(What is being asked): Reproduce, word for word, the part of the records below that opens with the line containing "task | drop a marker on every instance of the yellow" and closes with the line containing "column 37, row 20", with both of those lines included.

>> start Entries provided

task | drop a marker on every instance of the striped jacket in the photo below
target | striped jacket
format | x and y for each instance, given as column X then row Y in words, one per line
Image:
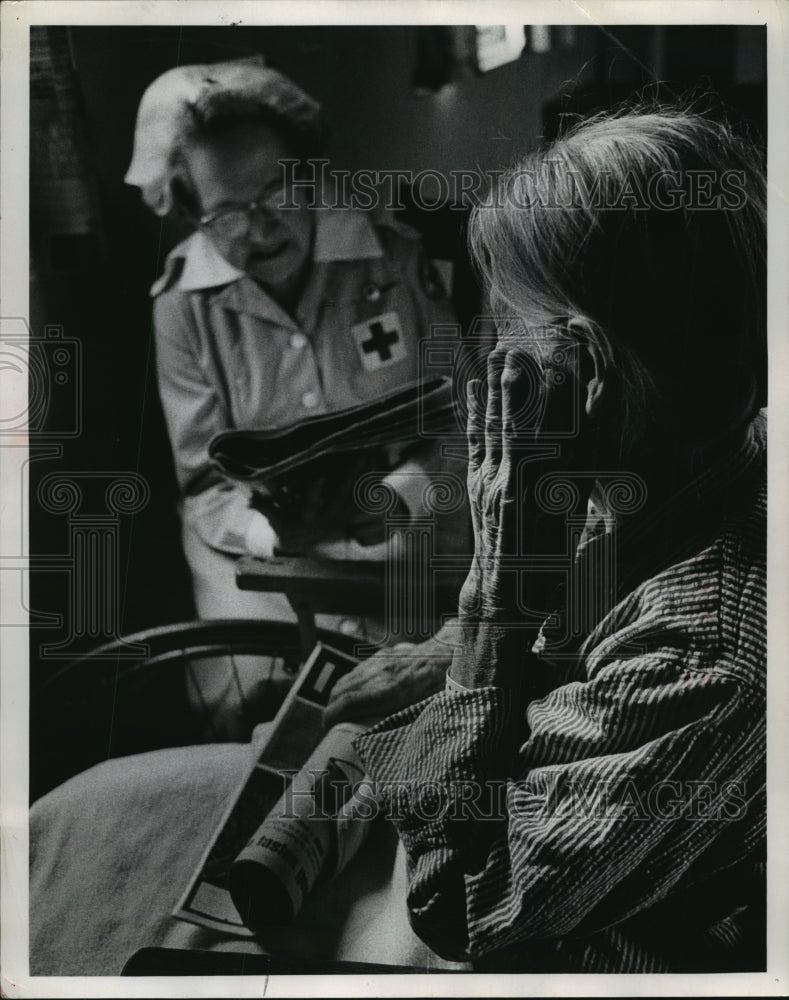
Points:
column 617, row 824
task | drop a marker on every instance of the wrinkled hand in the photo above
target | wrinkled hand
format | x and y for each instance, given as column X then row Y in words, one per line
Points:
column 509, row 449
column 391, row 679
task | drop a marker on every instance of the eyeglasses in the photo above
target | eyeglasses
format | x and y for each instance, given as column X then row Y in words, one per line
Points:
column 232, row 220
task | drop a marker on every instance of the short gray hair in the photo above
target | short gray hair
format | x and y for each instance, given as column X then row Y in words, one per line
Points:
column 678, row 292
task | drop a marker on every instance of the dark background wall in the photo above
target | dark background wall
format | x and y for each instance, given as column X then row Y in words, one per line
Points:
column 97, row 289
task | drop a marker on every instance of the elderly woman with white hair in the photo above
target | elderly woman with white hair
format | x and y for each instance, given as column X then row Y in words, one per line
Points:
column 270, row 312
column 588, row 792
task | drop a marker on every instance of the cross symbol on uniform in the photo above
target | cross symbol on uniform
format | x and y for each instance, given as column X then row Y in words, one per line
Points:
column 380, row 341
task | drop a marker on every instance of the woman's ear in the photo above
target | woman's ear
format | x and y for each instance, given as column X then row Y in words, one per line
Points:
column 595, row 364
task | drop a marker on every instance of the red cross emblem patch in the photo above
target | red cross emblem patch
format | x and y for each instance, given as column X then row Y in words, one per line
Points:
column 379, row 341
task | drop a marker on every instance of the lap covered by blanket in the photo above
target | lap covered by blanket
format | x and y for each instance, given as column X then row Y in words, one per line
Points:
column 113, row 849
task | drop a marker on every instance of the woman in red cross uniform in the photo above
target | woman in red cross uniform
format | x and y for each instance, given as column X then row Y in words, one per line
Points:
column 265, row 314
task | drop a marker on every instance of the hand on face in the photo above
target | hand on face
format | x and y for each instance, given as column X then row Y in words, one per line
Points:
column 516, row 434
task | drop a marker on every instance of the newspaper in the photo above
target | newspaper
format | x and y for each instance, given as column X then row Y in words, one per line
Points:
column 297, row 740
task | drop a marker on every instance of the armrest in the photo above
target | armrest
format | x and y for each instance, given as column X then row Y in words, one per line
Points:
column 336, row 586
column 332, row 586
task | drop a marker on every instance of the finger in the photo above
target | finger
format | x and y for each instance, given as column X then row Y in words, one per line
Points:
column 493, row 412
column 475, row 424
column 523, row 395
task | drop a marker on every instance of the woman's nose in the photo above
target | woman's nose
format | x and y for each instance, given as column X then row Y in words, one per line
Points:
column 263, row 223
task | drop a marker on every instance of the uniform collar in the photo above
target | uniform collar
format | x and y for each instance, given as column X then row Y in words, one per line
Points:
column 339, row 235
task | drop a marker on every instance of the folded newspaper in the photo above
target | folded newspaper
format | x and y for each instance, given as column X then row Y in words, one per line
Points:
column 277, row 458
column 304, row 477
column 295, row 819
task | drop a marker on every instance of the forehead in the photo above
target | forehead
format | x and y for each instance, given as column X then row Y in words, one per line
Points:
column 236, row 160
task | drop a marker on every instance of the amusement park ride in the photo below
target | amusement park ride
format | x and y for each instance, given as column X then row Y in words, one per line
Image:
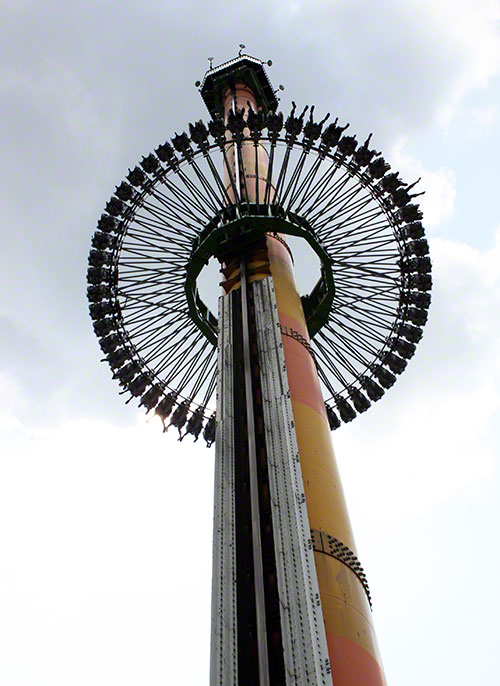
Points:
column 272, row 372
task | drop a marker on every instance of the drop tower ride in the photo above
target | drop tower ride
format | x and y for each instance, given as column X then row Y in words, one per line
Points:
column 290, row 601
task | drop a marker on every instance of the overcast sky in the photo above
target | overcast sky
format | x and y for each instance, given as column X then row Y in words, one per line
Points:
column 105, row 522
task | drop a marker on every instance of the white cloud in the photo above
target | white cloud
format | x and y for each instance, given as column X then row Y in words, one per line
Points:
column 439, row 185
column 437, row 436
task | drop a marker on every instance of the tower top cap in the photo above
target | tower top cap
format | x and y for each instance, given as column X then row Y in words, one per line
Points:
column 242, row 69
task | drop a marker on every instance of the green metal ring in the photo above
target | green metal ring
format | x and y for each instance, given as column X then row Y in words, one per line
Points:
column 221, row 239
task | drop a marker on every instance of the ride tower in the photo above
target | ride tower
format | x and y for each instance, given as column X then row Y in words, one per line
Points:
column 290, row 600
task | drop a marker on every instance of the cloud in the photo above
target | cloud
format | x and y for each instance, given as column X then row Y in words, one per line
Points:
column 433, row 437
column 439, row 185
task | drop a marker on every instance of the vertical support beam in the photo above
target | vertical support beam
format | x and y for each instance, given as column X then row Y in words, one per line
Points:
column 254, row 488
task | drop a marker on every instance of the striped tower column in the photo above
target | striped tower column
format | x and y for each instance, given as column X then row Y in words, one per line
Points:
column 345, row 600
column 352, row 644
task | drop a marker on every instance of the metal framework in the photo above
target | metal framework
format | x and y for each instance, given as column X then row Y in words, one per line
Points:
column 174, row 212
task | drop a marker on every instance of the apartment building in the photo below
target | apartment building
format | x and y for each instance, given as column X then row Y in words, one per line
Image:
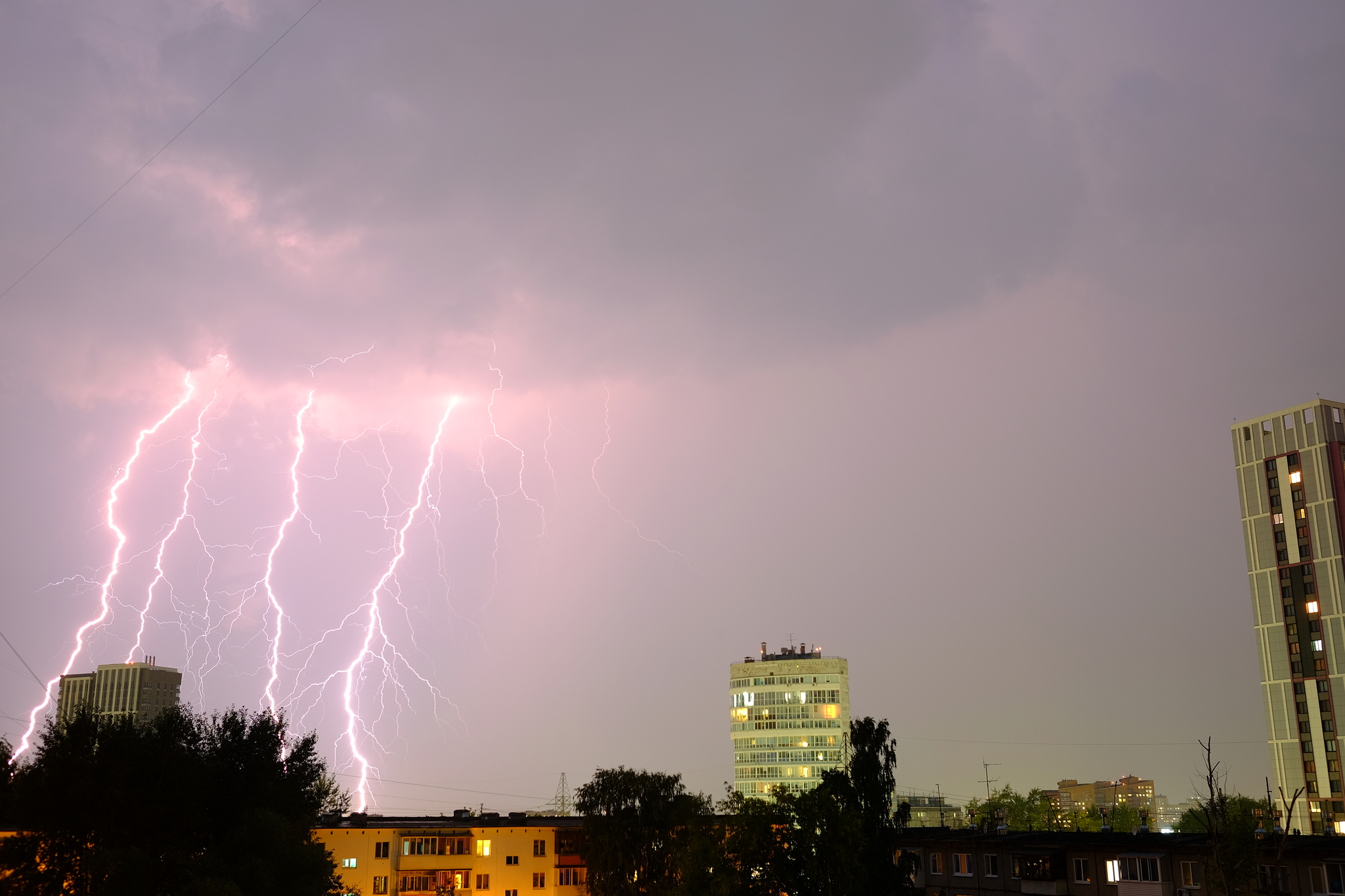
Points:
column 1290, row 469
column 493, row 853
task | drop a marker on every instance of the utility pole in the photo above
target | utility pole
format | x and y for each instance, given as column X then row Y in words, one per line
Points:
column 988, row 779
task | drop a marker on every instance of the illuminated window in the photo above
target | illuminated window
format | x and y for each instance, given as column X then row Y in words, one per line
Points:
column 1191, row 875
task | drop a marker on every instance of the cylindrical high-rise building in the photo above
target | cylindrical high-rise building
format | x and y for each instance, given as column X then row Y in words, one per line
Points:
column 789, row 720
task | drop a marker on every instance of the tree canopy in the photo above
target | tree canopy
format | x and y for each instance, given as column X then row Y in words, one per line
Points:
column 645, row 833
column 185, row 803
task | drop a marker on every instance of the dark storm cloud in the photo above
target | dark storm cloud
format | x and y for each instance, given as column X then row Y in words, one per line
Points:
column 762, row 171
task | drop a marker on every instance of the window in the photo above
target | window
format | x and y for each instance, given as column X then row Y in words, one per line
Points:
column 1191, row 876
column 1273, row 879
column 1143, row 868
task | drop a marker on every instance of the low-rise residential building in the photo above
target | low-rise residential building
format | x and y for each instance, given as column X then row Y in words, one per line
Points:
column 970, row 863
column 462, row 852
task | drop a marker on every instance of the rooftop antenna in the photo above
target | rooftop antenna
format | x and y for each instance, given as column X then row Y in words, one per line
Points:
column 563, row 797
column 988, row 779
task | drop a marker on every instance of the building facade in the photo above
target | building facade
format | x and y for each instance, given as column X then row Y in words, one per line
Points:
column 970, row 863
column 136, row 689
column 493, row 853
column 1290, row 481
column 789, row 719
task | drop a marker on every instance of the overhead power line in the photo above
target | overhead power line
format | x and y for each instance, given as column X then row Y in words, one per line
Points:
column 1048, row 743
column 171, row 140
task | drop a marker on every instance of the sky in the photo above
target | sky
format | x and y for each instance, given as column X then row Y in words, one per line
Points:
column 509, row 370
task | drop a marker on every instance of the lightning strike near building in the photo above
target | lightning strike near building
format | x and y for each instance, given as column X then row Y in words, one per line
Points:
column 1290, row 482
column 789, row 720
column 139, row 689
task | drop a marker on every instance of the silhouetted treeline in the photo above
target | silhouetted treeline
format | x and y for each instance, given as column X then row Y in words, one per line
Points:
column 185, row 803
column 646, row 834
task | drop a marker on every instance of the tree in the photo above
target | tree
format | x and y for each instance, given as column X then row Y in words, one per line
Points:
column 182, row 803
column 1231, row 824
column 640, row 830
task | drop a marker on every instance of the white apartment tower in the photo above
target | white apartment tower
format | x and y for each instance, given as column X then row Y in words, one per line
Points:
column 790, row 719
column 1290, row 481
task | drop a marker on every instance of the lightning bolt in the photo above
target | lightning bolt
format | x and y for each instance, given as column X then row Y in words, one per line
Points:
column 271, row 555
column 173, row 531
column 607, row 425
column 374, row 625
column 105, row 586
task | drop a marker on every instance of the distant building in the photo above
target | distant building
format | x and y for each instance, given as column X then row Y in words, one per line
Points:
column 1071, row 797
column 789, row 719
column 136, row 689
column 1290, row 471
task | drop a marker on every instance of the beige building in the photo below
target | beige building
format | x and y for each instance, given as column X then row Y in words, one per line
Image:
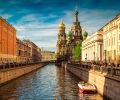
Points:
column 92, row 47
column 111, row 40
column 48, row 56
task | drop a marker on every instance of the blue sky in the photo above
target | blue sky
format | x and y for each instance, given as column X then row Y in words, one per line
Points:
column 38, row 20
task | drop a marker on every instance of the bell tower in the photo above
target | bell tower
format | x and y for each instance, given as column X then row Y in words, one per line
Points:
column 61, row 48
column 76, row 28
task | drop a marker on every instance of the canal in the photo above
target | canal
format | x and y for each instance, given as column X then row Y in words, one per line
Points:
column 47, row 83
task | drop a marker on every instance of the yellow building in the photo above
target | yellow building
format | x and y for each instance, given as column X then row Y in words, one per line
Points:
column 111, row 39
column 92, row 47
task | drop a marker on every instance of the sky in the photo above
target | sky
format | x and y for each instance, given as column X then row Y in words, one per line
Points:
column 37, row 20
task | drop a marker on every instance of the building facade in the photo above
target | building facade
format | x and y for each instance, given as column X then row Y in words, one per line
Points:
column 35, row 51
column 7, row 42
column 66, row 42
column 61, row 42
column 23, row 52
column 48, row 56
column 111, row 40
column 92, row 47
column 108, row 51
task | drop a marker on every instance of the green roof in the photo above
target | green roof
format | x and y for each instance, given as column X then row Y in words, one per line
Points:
column 69, row 33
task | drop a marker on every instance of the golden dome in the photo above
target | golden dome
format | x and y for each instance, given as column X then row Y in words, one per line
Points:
column 61, row 25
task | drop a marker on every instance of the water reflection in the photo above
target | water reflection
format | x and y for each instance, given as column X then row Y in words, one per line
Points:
column 45, row 84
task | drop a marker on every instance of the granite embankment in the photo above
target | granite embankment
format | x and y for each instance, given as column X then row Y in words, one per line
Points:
column 9, row 74
column 107, row 85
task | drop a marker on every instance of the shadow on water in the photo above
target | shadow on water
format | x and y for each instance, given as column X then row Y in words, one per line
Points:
column 44, row 84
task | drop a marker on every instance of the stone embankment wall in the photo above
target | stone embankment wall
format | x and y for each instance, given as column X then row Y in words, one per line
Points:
column 107, row 86
column 12, row 73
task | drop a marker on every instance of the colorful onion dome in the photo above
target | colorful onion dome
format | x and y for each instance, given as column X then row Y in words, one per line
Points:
column 85, row 34
column 61, row 25
column 69, row 33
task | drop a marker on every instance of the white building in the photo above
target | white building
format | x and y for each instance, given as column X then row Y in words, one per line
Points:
column 92, row 47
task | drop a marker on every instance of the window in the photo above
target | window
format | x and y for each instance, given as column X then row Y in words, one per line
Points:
column 119, row 36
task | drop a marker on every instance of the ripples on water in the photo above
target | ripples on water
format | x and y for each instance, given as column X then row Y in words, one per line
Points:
column 45, row 84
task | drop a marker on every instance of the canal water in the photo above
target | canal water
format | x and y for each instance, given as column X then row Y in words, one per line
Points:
column 48, row 83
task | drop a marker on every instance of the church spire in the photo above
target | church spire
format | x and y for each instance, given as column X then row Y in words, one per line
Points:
column 76, row 14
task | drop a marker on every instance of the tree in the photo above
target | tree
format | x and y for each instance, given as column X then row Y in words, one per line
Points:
column 76, row 51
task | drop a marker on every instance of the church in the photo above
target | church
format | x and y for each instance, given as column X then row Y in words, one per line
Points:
column 67, row 41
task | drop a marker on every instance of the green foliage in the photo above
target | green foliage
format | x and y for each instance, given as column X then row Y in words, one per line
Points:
column 76, row 51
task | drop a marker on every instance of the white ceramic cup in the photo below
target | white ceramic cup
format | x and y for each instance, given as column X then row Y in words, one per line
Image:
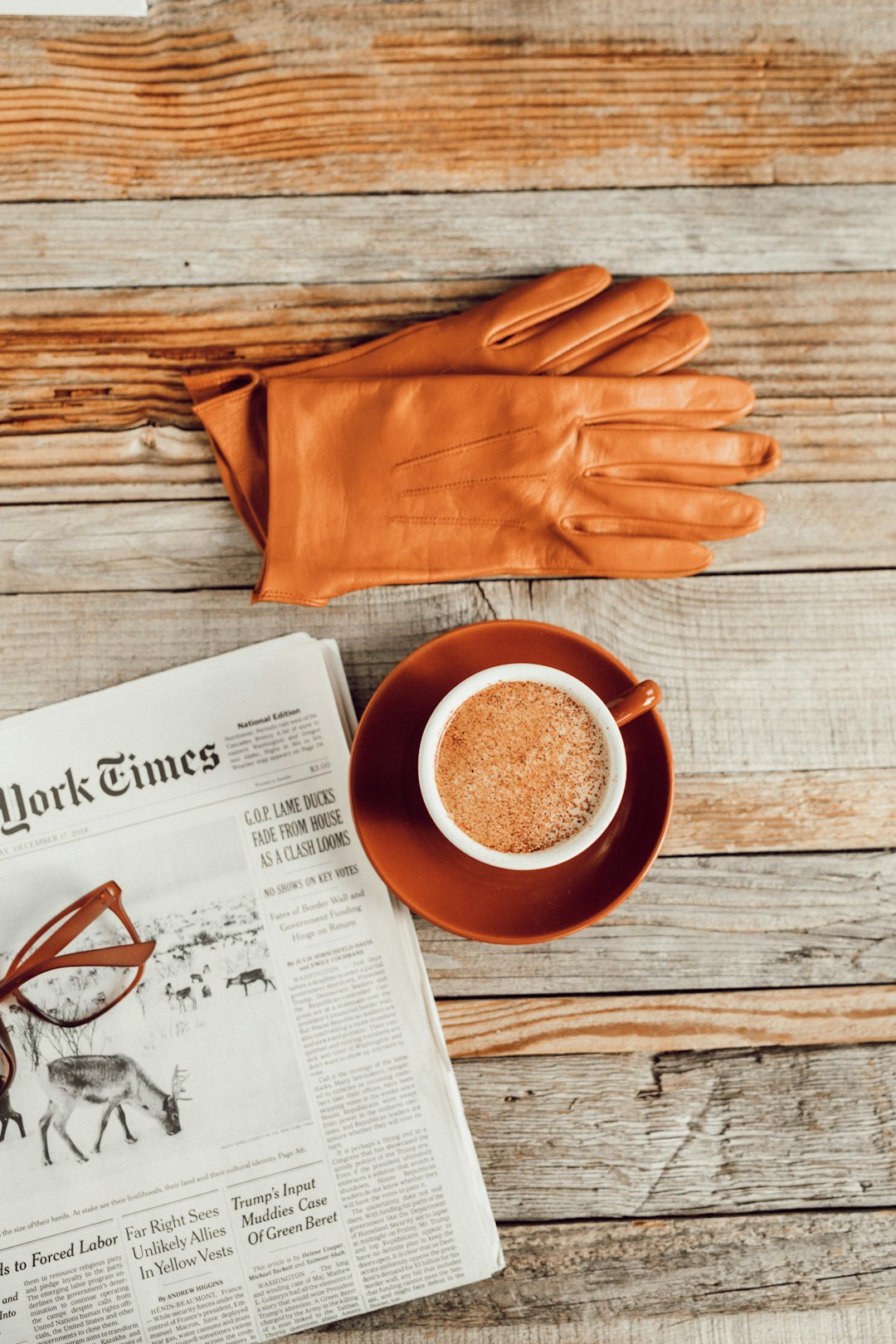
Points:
column 607, row 718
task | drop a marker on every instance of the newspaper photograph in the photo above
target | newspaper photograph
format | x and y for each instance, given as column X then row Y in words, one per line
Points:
column 266, row 1133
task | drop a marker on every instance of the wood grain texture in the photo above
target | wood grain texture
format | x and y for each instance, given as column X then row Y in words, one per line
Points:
column 712, row 923
column 316, row 240
column 592, row 1277
column 171, row 544
column 830, row 1326
column 481, row 1029
column 789, row 810
column 727, row 650
column 635, row 1136
column 822, row 438
column 334, row 99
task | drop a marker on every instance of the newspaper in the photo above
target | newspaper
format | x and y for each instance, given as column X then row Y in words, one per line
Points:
column 321, row 1164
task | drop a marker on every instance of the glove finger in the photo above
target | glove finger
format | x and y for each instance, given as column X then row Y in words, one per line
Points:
column 582, row 332
column 657, row 347
column 698, row 401
column 509, row 318
column 602, row 555
column 691, row 457
column 687, row 513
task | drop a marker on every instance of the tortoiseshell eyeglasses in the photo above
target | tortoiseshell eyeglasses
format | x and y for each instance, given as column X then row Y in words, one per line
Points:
column 73, row 988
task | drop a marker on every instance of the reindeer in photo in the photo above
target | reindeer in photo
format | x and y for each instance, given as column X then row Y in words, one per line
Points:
column 7, row 1114
column 180, row 996
column 105, row 1081
column 250, row 977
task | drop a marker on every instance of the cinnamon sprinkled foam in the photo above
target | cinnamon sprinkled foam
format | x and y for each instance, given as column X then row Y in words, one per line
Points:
column 522, row 767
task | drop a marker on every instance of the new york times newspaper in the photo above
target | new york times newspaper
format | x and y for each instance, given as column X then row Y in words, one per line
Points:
column 266, row 1133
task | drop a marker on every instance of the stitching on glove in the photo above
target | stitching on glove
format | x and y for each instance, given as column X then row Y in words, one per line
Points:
column 473, row 480
column 460, row 448
column 465, row 522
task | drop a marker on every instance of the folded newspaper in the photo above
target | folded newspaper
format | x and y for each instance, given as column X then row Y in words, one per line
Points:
column 320, row 1164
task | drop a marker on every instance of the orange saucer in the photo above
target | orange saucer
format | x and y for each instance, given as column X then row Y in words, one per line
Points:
column 425, row 869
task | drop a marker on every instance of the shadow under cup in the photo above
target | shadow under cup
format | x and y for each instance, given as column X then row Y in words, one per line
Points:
column 430, row 874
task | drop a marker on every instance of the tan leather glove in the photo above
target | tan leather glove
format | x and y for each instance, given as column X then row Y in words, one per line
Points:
column 410, row 480
column 571, row 320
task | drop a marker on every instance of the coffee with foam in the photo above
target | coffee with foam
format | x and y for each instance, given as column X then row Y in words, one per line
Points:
column 522, row 767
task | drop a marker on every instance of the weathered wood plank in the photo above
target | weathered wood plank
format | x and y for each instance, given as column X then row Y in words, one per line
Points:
column 316, row 99
column 314, row 240
column 824, row 440
column 631, row 1136
column 713, row 923
column 770, row 672
column 829, row 1326
column 800, row 810
column 113, row 359
column 168, row 544
column 633, row 1276
column 587, row 1025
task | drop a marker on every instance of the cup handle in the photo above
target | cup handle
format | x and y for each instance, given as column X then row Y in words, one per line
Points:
column 645, row 695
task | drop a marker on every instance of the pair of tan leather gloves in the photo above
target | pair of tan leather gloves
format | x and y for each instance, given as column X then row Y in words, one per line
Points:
column 442, row 452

>> end Entries provided

(Reply to the task):
task | drop a marker on every instance of the yellow building in the photo above
target | yellow building
format | x and y for each instance, given as column X then row Y in words, one per line
Points:
column 111, row 39
column 92, row 47
task | drop a marker on every instance of the sky in the photo above
target | sky
format | x and y for each instance, given as column X then row Y in words, one per line
Points:
column 37, row 20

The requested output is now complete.